Stored records:
..............................
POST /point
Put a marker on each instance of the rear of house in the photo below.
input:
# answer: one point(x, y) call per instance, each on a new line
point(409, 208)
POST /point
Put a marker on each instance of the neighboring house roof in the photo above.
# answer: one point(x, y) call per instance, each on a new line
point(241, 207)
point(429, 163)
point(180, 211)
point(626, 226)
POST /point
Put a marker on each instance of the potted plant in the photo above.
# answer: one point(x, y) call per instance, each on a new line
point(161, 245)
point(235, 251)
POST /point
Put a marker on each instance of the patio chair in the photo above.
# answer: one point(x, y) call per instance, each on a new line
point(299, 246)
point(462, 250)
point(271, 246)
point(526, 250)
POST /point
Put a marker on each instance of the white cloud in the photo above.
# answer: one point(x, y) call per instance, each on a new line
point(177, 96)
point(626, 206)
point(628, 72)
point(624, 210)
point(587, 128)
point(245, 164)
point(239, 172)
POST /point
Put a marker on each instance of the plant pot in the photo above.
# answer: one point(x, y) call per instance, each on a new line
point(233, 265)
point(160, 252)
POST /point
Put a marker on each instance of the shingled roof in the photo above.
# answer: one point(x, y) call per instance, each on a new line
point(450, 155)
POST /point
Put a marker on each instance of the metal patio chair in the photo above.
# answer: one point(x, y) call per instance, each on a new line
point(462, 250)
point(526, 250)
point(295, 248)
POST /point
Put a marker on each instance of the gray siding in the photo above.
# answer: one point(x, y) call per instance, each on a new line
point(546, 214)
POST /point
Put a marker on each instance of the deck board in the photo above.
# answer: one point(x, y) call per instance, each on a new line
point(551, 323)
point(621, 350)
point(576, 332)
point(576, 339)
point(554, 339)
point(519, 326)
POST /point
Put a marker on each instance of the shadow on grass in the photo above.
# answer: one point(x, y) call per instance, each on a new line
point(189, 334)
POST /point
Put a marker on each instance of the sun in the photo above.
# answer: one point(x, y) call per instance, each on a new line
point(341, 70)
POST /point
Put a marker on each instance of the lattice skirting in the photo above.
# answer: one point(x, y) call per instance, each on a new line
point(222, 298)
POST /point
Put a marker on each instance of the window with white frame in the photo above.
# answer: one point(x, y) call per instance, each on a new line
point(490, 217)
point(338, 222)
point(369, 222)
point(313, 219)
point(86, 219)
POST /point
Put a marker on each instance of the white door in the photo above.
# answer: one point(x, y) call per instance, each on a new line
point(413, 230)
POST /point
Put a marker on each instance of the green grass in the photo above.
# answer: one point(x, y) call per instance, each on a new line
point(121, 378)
..............................
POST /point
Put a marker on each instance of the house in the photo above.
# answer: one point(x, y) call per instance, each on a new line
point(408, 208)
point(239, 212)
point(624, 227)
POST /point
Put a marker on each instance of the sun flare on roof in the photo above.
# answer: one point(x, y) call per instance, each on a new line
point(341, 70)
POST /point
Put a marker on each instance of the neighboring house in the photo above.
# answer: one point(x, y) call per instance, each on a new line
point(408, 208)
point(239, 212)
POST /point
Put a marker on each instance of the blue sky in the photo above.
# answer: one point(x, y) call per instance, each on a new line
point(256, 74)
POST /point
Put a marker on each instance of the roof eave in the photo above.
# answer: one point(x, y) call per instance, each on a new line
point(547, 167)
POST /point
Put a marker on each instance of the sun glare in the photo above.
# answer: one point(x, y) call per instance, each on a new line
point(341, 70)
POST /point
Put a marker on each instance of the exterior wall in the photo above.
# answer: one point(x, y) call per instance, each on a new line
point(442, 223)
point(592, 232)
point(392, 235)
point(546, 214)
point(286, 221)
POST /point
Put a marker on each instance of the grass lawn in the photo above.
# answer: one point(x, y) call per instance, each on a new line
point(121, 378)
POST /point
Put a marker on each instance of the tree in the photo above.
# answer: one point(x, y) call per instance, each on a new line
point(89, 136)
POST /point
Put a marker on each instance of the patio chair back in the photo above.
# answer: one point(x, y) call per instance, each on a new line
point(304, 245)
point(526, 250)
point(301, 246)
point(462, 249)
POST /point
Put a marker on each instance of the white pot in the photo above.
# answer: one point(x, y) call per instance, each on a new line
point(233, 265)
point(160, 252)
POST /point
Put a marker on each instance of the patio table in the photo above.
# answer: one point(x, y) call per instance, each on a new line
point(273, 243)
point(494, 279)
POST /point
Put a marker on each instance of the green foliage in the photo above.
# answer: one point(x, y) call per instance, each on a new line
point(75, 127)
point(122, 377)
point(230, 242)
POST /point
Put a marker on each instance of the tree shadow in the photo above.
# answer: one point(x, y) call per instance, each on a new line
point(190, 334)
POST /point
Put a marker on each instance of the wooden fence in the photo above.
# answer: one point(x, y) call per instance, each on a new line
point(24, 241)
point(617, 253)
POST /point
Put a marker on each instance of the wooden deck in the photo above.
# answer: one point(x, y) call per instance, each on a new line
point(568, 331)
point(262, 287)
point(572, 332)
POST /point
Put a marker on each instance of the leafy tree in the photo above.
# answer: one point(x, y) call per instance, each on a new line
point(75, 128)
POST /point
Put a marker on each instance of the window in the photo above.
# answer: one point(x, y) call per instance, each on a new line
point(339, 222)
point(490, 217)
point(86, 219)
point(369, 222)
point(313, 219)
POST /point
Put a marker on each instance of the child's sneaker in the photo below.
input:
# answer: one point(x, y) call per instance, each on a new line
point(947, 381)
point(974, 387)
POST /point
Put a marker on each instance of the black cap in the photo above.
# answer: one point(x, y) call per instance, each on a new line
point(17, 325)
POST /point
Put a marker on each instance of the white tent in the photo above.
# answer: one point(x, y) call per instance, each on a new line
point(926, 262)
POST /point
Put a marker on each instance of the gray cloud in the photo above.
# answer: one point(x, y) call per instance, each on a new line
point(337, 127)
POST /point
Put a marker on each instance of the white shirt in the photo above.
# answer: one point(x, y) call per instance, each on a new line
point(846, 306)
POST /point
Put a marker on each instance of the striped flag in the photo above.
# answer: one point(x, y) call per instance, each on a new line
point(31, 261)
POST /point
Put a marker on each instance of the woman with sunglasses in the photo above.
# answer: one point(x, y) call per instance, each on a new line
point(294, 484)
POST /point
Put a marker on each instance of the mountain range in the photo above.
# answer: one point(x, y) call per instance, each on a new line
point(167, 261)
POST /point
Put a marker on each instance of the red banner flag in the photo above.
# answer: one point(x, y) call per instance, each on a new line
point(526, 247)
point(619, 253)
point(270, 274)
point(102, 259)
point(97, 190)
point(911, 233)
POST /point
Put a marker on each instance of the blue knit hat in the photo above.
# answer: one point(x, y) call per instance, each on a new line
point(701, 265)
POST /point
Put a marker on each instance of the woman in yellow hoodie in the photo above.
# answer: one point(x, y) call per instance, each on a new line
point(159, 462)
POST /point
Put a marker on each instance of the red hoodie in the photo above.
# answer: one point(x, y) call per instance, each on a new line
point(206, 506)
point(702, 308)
..............................
▶ Aim of the exercise: Nothing but the lines above from the one containing "Put a marker on each instance of the deck" through the one containing "Put a marker on each instance of the sun in" should appear in the answer, each repeated exactly.

▶ Expected output:
Put a marker on each instance of the deck board in the photo above.
# answer: one point(x, y) call per instance, each on a new line
point(551, 323)
point(621, 350)
point(576, 332)
point(576, 339)
point(554, 339)
point(519, 326)
POST /point
Put a marker on each instance of the shadow on grass in the photo above.
# answer: one point(x, y) call per instance, each on a new line
point(189, 334)
POST /point
Put a marker on each instance of the sun in the photo above.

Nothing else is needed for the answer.